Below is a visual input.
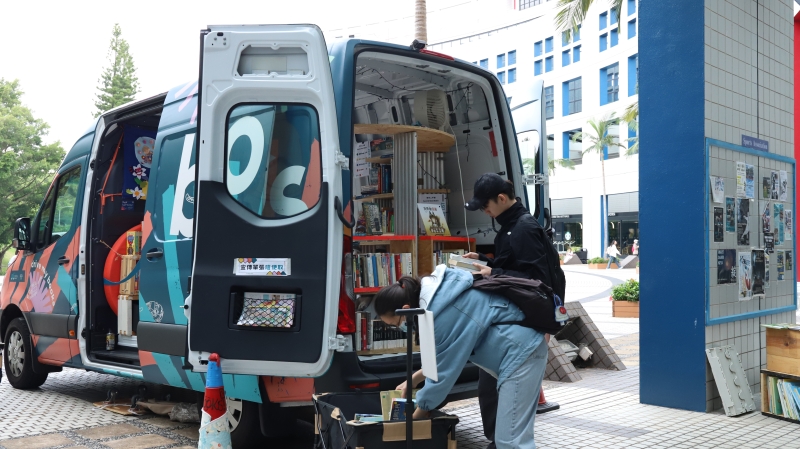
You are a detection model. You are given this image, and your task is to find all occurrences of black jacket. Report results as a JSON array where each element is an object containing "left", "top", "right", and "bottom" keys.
[{"left": 480, "top": 200, "right": 566, "bottom": 300}]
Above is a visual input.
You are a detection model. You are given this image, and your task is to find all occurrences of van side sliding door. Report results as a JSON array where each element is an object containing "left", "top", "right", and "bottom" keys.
[{"left": 192, "top": 25, "right": 342, "bottom": 377}]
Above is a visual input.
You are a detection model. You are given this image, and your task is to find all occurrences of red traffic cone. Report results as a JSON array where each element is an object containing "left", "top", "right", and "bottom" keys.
[
  {"left": 536, "top": 389, "right": 561, "bottom": 415},
  {"left": 197, "top": 354, "right": 231, "bottom": 449}
]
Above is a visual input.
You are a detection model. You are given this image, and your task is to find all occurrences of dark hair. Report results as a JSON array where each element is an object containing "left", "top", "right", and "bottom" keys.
[{"left": 374, "top": 276, "right": 420, "bottom": 316}]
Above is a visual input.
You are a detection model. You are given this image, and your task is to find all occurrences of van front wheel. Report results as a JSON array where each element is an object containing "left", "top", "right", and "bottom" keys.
[{"left": 3, "top": 318, "right": 47, "bottom": 390}]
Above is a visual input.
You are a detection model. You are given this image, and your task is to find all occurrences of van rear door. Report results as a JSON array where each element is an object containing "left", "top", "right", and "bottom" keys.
[{"left": 191, "top": 25, "right": 346, "bottom": 377}]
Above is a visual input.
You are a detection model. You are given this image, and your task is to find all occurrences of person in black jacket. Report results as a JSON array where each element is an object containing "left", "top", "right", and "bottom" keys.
[{"left": 464, "top": 173, "right": 566, "bottom": 449}]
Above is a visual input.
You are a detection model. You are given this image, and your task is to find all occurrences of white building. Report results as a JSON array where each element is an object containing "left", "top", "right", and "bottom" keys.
[{"left": 327, "top": 0, "right": 647, "bottom": 257}]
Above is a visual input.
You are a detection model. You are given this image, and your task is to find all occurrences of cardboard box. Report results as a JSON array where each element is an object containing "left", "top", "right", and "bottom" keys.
[
  {"left": 125, "top": 231, "right": 142, "bottom": 256},
  {"left": 119, "top": 256, "right": 140, "bottom": 296},
  {"left": 766, "top": 327, "right": 800, "bottom": 376}
]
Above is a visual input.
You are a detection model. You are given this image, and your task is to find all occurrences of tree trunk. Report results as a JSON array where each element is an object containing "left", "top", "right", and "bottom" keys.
[{"left": 414, "top": 0, "right": 428, "bottom": 42}]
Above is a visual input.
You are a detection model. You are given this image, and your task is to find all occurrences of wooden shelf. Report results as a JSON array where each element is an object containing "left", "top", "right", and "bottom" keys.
[
  {"left": 356, "top": 345, "right": 419, "bottom": 355},
  {"left": 353, "top": 123, "right": 456, "bottom": 152},
  {"left": 353, "top": 234, "right": 415, "bottom": 242}
]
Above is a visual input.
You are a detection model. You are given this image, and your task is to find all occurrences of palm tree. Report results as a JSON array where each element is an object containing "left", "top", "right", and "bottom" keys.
[
  {"left": 620, "top": 100, "right": 639, "bottom": 156},
  {"left": 414, "top": 0, "right": 428, "bottom": 42},
  {"left": 572, "top": 112, "right": 625, "bottom": 244},
  {"left": 556, "top": 0, "right": 622, "bottom": 39}
]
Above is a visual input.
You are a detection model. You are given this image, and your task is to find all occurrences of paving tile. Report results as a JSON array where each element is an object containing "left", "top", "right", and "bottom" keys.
[
  {"left": 75, "top": 424, "right": 144, "bottom": 440},
  {"left": 0, "top": 433, "right": 75, "bottom": 449}
]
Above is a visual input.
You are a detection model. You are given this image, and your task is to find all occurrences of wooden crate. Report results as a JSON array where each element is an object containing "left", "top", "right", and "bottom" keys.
[
  {"left": 767, "top": 327, "right": 800, "bottom": 376},
  {"left": 611, "top": 301, "right": 639, "bottom": 318}
]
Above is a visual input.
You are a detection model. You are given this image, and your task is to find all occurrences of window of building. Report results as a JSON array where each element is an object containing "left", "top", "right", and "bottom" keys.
[
  {"left": 561, "top": 128, "right": 583, "bottom": 165},
  {"left": 562, "top": 78, "right": 583, "bottom": 116},
  {"left": 519, "top": 0, "right": 545, "bottom": 11},
  {"left": 628, "top": 54, "right": 639, "bottom": 97},
  {"left": 600, "top": 63, "right": 619, "bottom": 106}
]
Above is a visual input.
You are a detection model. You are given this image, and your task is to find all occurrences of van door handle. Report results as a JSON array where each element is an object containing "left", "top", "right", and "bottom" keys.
[
  {"left": 144, "top": 248, "right": 164, "bottom": 262},
  {"left": 333, "top": 196, "right": 356, "bottom": 229}
]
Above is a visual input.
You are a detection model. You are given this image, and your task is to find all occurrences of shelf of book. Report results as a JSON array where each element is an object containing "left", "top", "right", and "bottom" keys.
[
  {"left": 353, "top": 123, "right": 456, "bottom": 152},
  {"left": 761, "top": 369, "right": 800, "bottom": 424}
]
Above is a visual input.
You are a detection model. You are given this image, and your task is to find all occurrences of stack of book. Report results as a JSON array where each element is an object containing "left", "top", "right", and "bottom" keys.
[
  {"left": 767, "top": 376, "right": 800, "bottom": 420},
  {"left": 355, "top": 312, "right": 406, "bottom": 351},
  {"left": 353, "top": 253, "right": 413, "bottom": 288}
]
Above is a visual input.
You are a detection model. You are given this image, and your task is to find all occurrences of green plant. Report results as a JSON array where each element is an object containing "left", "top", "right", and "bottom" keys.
[{"left": 611, "top": 279, "right": 639, "bottom": 302}]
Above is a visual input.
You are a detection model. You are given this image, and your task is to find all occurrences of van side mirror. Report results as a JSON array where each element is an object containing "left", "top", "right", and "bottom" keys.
[{"left": 11, "top": 217, "right": 31, "bottom": 251}]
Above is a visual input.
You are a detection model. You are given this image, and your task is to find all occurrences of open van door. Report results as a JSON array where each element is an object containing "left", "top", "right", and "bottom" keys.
[{"left": 191, "top": 25, "right": 346, "bottom": 377}]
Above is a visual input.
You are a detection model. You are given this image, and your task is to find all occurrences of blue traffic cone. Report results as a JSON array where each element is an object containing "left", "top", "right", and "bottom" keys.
[{"left": 197, "top": 354, "right": 233, "bottom": 449}]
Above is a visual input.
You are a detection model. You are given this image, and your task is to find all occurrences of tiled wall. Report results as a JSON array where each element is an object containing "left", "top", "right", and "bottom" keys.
[{"left": 704, "top": 0, "right": 797, "bottom": 411}]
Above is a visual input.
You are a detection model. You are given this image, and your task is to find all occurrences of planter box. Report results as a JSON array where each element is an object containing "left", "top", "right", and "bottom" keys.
[
  {"left": 611, "top": 301, "right": 639, "bottom": 318},
  {"left": 587, "top": 262, "right": 619, "bottom": 270}
]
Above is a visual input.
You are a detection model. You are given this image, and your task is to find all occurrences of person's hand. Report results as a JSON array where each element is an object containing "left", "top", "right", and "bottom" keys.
[{"left": 395, "top": 381, "right": 408, "bottom": 398}]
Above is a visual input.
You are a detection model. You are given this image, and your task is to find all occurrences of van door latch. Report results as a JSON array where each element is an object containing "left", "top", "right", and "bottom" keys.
[{"left": 328, "top": 335, "right": 353, "bottom": 352}]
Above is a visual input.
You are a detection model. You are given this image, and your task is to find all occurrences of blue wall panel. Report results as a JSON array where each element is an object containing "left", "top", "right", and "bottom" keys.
[{"left": 639, "top": 0, "right": 709, "bottom": 411}]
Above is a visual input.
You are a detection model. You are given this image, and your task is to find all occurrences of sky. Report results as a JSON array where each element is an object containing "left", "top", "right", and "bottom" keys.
[{"left": 0, "top": 0, "right": 444, "bottom": 150}]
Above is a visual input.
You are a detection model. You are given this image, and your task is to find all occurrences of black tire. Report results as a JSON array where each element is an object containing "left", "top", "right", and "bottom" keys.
[{"left": 3, "top": 318, "right": 47, "bottom": 390}]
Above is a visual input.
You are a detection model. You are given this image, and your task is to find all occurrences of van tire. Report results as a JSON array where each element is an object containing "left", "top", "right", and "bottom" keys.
[{"left": 3, "top": 318, "right": 48, "bottom": 390}]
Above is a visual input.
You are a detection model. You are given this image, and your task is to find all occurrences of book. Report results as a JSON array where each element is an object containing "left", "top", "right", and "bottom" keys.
[
  {"left": 447, "top": 254, "right": 488, "bottom": 272},
  {"left": 417, "top": 203, "right": 450, "bottom": 236}
]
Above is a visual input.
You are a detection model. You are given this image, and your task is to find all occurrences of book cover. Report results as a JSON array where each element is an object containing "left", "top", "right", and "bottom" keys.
[
  {"left": 417, "top": 203, "right": 450, "bottom": 236},
  {"left": 361, "top": 203, "right": 383, "bottom": 235}
]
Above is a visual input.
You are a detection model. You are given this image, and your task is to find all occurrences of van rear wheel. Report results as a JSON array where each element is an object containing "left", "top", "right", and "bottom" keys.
[{"left": 3, "top": 318, "right": 47, "bottom": 390}]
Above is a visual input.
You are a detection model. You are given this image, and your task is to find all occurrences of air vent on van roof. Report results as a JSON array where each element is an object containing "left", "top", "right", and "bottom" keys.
[{"left": 236, "top": 45, "right": 308, "bottom": 76}]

— Task —
Please pull out every line of the entries above that contains the word "building", and copy each line in full. Case counts, so a line matches only if its capitalization is identical.

— Result below —
You are a detection model. You are given this image, and your task is to find all occurrences of white building. Report results as a JSON array where each element is an object containing "left", "top", "right", and "bottom" keys.
You are a detection model. You are given this image, and your task is to find all occurrences of window of building. Report results as a JSON array where each element is an object containing "left", "top", "right", and "bottom" keys.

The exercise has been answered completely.